▸ **Assignment**
Repeat the records below word for word.

▸ **Task input**
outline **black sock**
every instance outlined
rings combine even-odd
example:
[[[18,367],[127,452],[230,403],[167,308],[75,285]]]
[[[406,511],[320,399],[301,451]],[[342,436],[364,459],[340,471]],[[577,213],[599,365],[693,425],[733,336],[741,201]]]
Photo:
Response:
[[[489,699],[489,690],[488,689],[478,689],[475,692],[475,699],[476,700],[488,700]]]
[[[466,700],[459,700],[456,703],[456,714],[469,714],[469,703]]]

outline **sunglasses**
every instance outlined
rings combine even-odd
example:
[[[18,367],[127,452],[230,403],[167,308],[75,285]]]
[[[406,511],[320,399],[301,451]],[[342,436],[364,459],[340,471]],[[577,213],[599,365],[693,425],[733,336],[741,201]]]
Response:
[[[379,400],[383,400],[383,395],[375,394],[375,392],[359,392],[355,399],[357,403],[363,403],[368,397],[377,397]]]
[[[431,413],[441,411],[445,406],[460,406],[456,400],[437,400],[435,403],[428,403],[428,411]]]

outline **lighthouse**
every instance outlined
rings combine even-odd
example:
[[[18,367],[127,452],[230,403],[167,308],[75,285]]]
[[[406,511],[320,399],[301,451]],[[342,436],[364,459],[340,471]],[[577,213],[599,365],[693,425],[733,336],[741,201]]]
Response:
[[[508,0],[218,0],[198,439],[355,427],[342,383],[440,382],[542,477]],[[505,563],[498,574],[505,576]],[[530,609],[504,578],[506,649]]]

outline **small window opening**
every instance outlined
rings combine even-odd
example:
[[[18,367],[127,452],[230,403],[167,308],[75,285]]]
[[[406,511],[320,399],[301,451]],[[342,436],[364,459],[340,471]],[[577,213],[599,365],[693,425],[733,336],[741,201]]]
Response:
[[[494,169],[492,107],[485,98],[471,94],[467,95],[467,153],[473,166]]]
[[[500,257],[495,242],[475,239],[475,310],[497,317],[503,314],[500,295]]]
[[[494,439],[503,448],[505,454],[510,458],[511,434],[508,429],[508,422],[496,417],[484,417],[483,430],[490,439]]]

▸ **Your solution**
outline **black sock**
every instance outlined
rings combine even-odd
example:
[[[18,367],[127,452],[230,403],[167,308],[75,285]]]
[[[406,511],[320,399],[301,451]],[[342,436],[364,459],[340,471]],[[577,213],[599,365],[693,425],[733,336],[741,201]]]
Photo:
Response:
[[[489,699],[489,690],[488,689],[478,689],[475,692],[475,699],[476,700],[488,700]]]
[[[466,700],[459,700],[456,703],[456,714],[469,714],[469,703]]]

outline **sunglasses**
every instance outlined
rings combine even-odd
example:
[[[18,367],[127,452],[230,403],[167,308],[75,285]]]
[[[406,511],[320,399],[301,451]],[[342,436],[364,459],[340,471]],[[577,213],[599,365],[693,425],[733,336],[741,201]]]
Response:
[[[379,400],[383,400],[383,395],[375,394],[375,392],[359,392],[355,399],[357,403],[363,403],[368,397],[377,397]]]
[[[431,413],[441,411],[445,406],[460,406],[456,400],[437,400],[435,403],[428,403],[428,411]]]

outline **lighthouse**
every instance outlined
rings combine even-odd
example:
[[[18,367],[127,452],[230,403],[167,308],[75,285]]]
[[[406,511],[320,399],[301,451]],[[342,436],[364,459],[340,471]],[[577,213],[599,365],[693,425],[733,336],[741,201]]]
Response:
[[[508,0],[218,0],[198,439],[355,427],[342,383],[440,382],[542,477]],[[505,563],[498,574],[505,576]],[[530,609],[504,578],[506,649]]]

outline **small window opening**
every instance outlined
rings combine even-odd
example:
[[[18,367],[127,452],[230,403],[167,308],[75,285]]]
[[[406,511],[320,399],[301,451]],[[342,436],[364,459],[340,471]],[[577,213],[599,365],[693,425],[733,336],[741,201]]]
Response:
[[[494,169],[492,107],[485,98],[471,94],[467,95],[467,153],[473,166]]]
[[[500,257],[495,242],[475,239],[475,310],[497,317],[503,314],[500,295]]]
[[[494,439],[503,448],[505,454],[510,458],[511,434],[508,429],[508,422],[496,417],[484,417],[483,430],[490,439]]]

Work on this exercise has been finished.